## SELECTED EXCERPT

--- begin ---

G. K. Beale and Benjamin L. Gladd. The Story Retold: A Biblical-Theological Introduction to the New Testament. Downers Grove: IVP Academic, 2020. 560 pages. $55.00 (hardcover).
The writing of New Testament introductions has proliferated over the past decade with scholars offering insights from various perspectives and emphases. Into this suddenly crowded mix, G. K. Beale (J. Gresham Machen Chair of New Testament at Westminster Theological Seminary) and Benjamin L. Gladd (associate professor of New Testament at Reformed Theological Seminary) have produced a distinctively biblical-theological introduction to the New Testament. In The Story Retold, Beale and Gladd point out that very few introductions have sufficiently integrated the Old Testament into their survey, with even fewer incorporating the storyline of the Old Testament. In view of this, the authors’ aim in this volume is to explore each New Testament book in light of the broad history of redemption, with a special emphasis on the New Testament use of the Old.

--- end ---

## SET TASK 1
Retype the passage from the book review between "The writing of" and "of the Old.", inclusive.
## SET TASK 2
Pick out every line of the records containing the string "clearing", copying each one in full. Case counts.

## DATASET CONTENT
--- begin ---

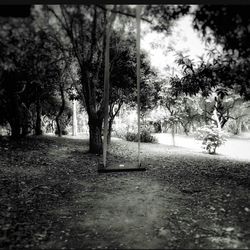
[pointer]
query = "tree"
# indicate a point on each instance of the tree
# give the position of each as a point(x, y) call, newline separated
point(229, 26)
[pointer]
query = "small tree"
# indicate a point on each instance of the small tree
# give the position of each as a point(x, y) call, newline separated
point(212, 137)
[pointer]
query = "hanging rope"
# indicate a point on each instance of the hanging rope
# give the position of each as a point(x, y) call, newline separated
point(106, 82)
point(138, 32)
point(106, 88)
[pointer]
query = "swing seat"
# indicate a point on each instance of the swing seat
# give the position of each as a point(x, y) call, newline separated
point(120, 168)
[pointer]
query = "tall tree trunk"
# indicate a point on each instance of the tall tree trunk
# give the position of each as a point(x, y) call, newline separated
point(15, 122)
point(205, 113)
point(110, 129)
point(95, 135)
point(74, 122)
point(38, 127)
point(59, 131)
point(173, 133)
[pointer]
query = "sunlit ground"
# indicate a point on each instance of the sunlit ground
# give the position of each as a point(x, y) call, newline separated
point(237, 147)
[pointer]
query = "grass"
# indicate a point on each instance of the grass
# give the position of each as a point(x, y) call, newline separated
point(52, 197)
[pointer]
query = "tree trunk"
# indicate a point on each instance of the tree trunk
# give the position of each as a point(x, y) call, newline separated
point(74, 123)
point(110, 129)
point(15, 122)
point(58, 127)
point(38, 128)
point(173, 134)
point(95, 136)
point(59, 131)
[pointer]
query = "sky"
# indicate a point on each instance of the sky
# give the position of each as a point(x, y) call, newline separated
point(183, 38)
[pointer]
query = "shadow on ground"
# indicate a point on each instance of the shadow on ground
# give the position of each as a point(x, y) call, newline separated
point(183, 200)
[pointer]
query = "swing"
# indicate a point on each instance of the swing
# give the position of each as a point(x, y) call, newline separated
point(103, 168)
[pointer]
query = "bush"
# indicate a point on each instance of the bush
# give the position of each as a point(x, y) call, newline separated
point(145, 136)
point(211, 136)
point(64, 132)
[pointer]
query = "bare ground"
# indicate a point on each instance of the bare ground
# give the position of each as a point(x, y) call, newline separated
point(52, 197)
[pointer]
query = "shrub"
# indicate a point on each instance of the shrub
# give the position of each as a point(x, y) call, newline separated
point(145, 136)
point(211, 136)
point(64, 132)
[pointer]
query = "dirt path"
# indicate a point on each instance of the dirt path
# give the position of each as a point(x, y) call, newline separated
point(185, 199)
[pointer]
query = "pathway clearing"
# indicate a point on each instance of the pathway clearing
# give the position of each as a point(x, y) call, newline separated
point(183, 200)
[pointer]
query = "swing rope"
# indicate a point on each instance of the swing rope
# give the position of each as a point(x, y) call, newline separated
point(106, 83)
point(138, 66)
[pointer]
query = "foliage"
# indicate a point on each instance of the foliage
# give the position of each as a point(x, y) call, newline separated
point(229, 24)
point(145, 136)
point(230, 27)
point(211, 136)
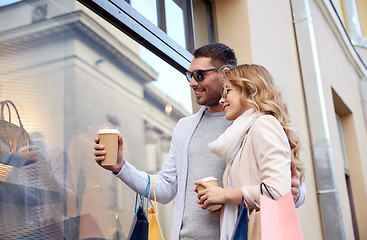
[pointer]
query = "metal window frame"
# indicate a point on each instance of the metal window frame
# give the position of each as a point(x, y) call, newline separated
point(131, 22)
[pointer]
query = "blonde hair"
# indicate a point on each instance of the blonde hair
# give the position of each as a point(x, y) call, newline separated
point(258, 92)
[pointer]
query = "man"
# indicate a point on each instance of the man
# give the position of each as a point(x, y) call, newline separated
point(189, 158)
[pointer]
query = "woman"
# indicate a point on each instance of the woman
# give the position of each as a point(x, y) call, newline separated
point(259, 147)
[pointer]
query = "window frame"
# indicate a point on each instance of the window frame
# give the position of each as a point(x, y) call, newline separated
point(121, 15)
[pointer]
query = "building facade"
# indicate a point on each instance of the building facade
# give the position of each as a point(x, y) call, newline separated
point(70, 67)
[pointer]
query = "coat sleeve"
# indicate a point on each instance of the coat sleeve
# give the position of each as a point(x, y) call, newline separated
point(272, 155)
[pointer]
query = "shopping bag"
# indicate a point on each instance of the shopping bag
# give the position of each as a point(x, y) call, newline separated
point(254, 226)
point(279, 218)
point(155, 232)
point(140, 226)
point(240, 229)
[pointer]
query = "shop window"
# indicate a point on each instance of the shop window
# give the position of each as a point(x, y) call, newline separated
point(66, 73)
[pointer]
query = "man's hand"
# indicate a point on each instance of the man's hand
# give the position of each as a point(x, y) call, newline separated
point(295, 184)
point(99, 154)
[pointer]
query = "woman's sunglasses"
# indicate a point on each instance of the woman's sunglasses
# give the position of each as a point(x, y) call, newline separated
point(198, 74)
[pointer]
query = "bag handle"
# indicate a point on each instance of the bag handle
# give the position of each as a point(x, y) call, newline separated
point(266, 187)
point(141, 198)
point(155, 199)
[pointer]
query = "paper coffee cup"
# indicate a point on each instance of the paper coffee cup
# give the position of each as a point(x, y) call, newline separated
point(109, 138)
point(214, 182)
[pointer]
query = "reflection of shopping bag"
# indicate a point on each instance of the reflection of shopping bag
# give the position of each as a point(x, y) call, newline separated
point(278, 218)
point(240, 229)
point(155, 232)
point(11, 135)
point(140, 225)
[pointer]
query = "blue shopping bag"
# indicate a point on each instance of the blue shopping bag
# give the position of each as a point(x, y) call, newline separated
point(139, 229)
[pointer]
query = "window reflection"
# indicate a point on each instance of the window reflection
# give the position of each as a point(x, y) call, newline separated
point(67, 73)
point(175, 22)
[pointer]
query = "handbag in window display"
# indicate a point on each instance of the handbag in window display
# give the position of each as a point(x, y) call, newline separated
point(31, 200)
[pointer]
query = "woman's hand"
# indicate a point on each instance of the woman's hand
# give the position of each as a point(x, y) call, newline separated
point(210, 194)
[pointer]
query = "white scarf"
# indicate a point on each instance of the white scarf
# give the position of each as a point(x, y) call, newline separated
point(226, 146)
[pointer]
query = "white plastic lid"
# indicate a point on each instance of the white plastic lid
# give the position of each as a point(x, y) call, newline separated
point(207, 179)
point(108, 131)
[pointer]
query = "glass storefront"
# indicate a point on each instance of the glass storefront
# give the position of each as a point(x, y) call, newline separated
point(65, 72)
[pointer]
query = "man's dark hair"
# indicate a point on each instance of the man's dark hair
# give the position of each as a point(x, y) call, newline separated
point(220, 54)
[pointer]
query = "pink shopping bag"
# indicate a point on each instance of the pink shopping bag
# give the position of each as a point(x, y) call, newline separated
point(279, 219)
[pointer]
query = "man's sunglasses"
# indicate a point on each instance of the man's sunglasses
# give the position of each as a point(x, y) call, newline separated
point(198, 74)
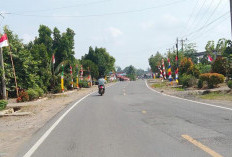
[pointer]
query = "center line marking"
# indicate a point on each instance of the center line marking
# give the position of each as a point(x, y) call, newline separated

--- end ---

## REPLY 1
The writing of New Testament introductions has proliferated over the past decade with scholars offering insights from various perspectives and emphases. Into this suddenly crowded mix, G. K. Beale (J. Gresham Machen Chair of New Testament at Westminster Theological Seminary) and Benjamin L. Gladd (associate professor of New Testament at Reformed Theological Seminary) have produced a distinctively biblical-theological introduction to the New Testament. In The Story Retold, Beale and Gladd point out that very few introductions have sufficiently integrated the Old Testament into their survey, with even fewer incorporating the storyline of the Old Testament. In view of this, the authors’ aim in this volume is to explore each New Testament book in light of the broad history of redemption, with a special emphasis on the New Testament use of the Old.

## REPLY 2
query = "pathway clearing"
# indicate a point on each instance of the pathway clearing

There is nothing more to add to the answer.